[SET TASK 1]
Recast every line of the records below as a Markdown table with the columns Number and Record line, numbering the rows and leaving out blank lines.

The International Race To Lead In Quantum Technology

Uploaded on 2025-01-15 in TECHNOLOGY-Key Areas-Quantum Computing, TECHNOLOGY--Developments, FREE TO VIEW

Over the last decade, as Artificial Intelligence (AI) technology has increasingly developed, got public attention and critical scrutiny, another important technology has been developing without public attention. Now, Quantum Computing aims to use operations based on quantum mechanics to crack computational problems that were thought to be impossible to solve.

A Quantum Computer is a computer that exploits quantum mechanical phenomena. On small scales, physical matter exhibits properties of both particles and waves, and Quantum Computing leverages this behaviour using specialised hardware.

Classical physics cannot explain the operation of these quantum devices, and a scalable Quantum Computer could perform some calculations much faster than modern computers. The breakthroughs needed to commercialise quantum technology will not come from top-down directives or rigid structures. They will come from small teams of innovators pushing boundaries, supported by a vibrant ecosystem of startups, universities, and investors.
Quantum Computing will have profound effects on security and the global economy in the near future.

In the last decade and a half the US and other technology advanced countries have joined the race for leadership in quantum information science and technology, which includes quantum computing, quantum communications, and quantum sensing.

[STORED ROWS]
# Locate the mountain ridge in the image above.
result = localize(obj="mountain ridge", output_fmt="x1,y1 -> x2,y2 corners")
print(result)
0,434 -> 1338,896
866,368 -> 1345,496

[SET TASK 2]
From the passage on quantum technology, copy the words exactly, starting at "A Quantum Computer" and stopping after "using specialised hardware.".

[FINAL ANSWER 1]
| Number | Record line |
|---|---|
| 1 | # Locate the mountain ridge in the image above. |
| 2 | result = localize(obj="mountain ridge", output_fmt="x1,y1 -> x2,y2 corners") |
| 3 | print(result) |
| 4 | 0,434 -> 1338,896 |
| 5 | 866,368 -> 1345,496 |

[FINAL ANSWER 2]
A Quantum Computer is a computer that exploits quantum mechanical phenomena. On small scales, physical matter exhibits properties of both particles and waves, and Quantum Computing leverages this behaviour using specialised hardware.